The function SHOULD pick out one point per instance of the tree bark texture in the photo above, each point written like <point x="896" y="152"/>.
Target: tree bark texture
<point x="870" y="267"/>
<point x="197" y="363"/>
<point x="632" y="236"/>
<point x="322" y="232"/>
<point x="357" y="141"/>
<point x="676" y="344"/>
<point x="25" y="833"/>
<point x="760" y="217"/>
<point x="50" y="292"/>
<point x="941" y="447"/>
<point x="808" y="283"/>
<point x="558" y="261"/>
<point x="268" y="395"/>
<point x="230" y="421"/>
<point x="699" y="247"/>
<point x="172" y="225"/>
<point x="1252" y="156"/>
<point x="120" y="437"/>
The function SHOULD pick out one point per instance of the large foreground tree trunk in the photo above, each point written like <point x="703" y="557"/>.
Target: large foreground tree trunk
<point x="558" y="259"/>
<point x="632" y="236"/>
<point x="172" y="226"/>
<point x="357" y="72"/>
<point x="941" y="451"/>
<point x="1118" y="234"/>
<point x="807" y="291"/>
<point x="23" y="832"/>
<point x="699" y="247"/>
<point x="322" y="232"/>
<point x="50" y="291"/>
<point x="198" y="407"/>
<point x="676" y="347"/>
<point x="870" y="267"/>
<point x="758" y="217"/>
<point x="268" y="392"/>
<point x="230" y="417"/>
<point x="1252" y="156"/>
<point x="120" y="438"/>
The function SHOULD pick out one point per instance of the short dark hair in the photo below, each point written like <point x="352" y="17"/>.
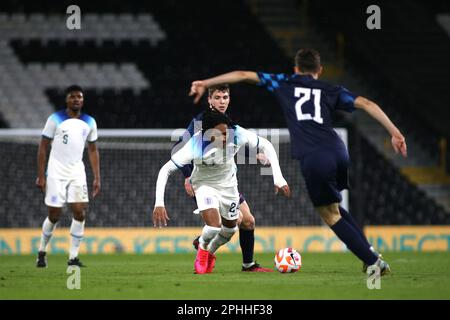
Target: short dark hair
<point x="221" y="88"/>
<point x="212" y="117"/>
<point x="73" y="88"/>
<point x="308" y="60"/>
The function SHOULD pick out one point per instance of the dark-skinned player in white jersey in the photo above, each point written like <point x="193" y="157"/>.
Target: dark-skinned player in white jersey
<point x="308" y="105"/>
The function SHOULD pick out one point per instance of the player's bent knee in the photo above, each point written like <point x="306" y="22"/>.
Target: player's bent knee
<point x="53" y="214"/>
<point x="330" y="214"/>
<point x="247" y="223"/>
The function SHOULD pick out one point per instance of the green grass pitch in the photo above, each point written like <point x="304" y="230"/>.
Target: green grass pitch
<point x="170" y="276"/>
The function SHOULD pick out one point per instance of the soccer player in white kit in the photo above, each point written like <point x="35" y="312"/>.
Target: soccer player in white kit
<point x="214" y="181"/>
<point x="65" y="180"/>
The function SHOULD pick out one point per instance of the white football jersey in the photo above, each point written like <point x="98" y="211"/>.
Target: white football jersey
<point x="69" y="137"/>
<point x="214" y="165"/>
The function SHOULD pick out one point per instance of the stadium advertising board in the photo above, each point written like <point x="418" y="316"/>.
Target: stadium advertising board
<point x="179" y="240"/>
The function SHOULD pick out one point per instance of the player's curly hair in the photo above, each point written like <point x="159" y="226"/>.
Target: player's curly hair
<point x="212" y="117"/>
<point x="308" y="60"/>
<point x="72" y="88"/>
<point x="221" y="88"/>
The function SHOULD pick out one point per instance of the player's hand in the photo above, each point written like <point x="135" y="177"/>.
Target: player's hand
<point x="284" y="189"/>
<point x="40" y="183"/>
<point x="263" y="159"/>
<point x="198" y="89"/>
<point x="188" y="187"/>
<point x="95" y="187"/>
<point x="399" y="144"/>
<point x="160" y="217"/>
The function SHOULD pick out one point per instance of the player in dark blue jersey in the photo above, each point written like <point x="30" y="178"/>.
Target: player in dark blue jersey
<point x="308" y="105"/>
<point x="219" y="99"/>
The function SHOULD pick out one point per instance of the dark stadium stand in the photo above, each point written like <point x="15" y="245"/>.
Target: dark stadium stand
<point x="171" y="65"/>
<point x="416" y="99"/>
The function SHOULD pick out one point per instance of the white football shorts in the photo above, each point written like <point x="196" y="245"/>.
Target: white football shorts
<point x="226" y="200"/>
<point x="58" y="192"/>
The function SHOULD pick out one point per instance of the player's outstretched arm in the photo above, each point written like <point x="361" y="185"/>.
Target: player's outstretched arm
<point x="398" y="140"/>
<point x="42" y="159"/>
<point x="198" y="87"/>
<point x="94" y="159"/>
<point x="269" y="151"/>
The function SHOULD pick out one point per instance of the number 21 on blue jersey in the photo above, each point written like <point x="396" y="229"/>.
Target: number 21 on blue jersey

————

Task description: Copy all of the material above with every "photo" swapped for "image" and nothing else changed. Leave the pictures out of your copy.

Result of the exercise:
The function SHOULD pick out one point per instance of the tree bark texture in the image above, each point written like <point x="896" y="152"/>.
Target: tree bark texture
<point x="870" y="267"/>
<point x="197" y="363"/>
<point x="632" y="236"/>
<point x="322" y="232"/>
<point x="357" y="141"/>
<point x="676" y="344"/>
<point x="25" y="833"/>
<point x="760" y="217"/>
<point x="50" y="292"/>
<point x="941" y="447"/>
<point x="808" y="283"/>
<point x="558" y="261"/>
<point x="268" y="395"/>
<point x="230" y="421"/>
<point x="699" y="247"/>
<point x="172" y="225"/>
<point x="1252" y="156"/>
<point x="120" y="437"/>
The function SHOULD pick out one point per instance of the large foreground tree trunk in the image above, each point written like <point x="703" y="557"/>.
Target: large foreground tree trunk
<point x="558" y="259"/>
<point x="632" y="236"/>
<point x="172" y="226"/>
<point x="357" y="72"/>
<point x="941" y="451"/>
<point x="1118" y="234"/>
<point x="807" y="291"/>
<point x="23" y="832"/>
<point x="699" y="247"/>
<point x="322" y="232"/>
<point x="50" y="291"/>
<point x="198" y="407"/>
<point x="676" y="347"/>
<point x="870" y="267"/>
<point x="758" y="217"/>
<point x="268" y="392"/>
<point x="230" y="417"/>
<point x="1252" y="156"/>
<point x="120" y="438"/>
The function SHOULD pick out one point per instance of the short dark hair in the image below, each point written like <point x="352" y="17"/>.
Target: short dark hair
<point x="221" y="88"/>
<point x="212" y="117"/>
<point x="73" y="88"/>
<point x="308" y="60"/>
The function SHOULD pick out one point per instance of the dark-skinned player in white jersey in the image above, each point written like <point x="193" y="157"/>.
Target: dark-skinned player in white jersey
<point x="308" y="105"/>
The function SHOULD pick out one point per instance of the player's bent knee in the image above, each point written like <point x="306" y="22"/>.
Target: player's bent knee
<point x="53" y="214"/>
<point x="330" y="214"/>
<point x="247" y="223"/>
The function SHOULD pick out one point per instance of the green grass pitch in the image above, each point written like <point x="304" y="230"/>.
Target: green grass pitch
<point x="170" y="276"/>
The function SHOULD pick out one point per instance of the soccer player in white kit in the image above, each point written like <point x="35" y="312"/>.
Target: soccer player in white kit
<point x="214" y="181"/>
<point x="65" y="180"/>
The function SHOULD pick out one point per instance of the white football jersey in the image above, each point written like <point x="98" y="211"/>.
Target: white football jersey
<point x="69" y="137"/>
<point x="214" y="165"/>
The function SHOULD pick out one point per instance of the stadium advertising board in the image above, each point written like <point x="418" y="316"/>.
Target: stadium advertising board
<point x="179" y="240"/>
The function SHOULD pick out one point per instance of the player's curly hair in the image above, each point written like <point x="159" y="226"/>.
Target: player's curly hair
<point x="212" y="117"/>
<point x="308" y="60"/>
<point x="72" y="88"/>
<point x="221" y="88"/>
The function SHOULD pick out one point per instance of the player's hand in the image above, each point written like <point x="135" y="177"/>.
Target: player's hand
<point x="284" y="189"/>
<point x="40" y="183"/>
<point x="263" y="159"/>
<point x="198" y="89"/>
<point x="188" y="187"/>
<point x="95" y="187"/>
<point x="399" y="144"/>
<point x="160" y="217"/>
The function SHOULD pick out one point per instance of the player in dark blue jersey in the image above, each point written like <point x="30" y="178"/>.
Target: player in dark blue jersey
<point x="308" y="105"/>
<point x="219" y="99"/>
The function SHOULD pick out one point per instance of the dark stadium stand in the image above, each point written like <point x="15" y="245"/>.
Target: dark stadium stand
<point x="171" y="65"/>
<point x="416" y="99"/>
The function SHOULD pick out one point per instance of the white football shorts in the image above, each point written like <point x="196" y="245"/>.
Target: white football shorts
<point x="226" y="200"/>
<point x="58" y="192"/>
The function SHOULD pick out one point per instance of the player's outstretched arm in the image above, each point written like <point x="361" y="185"/>.
Target: player's outstretched arm
<point x="398" y="140"/>
<point x="42" y="159"/>
<point x="198" y="87"/>
<point x="94" y="159"/>
<point x="269" y="151"/>
The function SHOULD pick out one point per instance of the number 21 on blue jersey in the image above, each point written like <point x="396" y="229"/>.
Target: number 21 on blue jersey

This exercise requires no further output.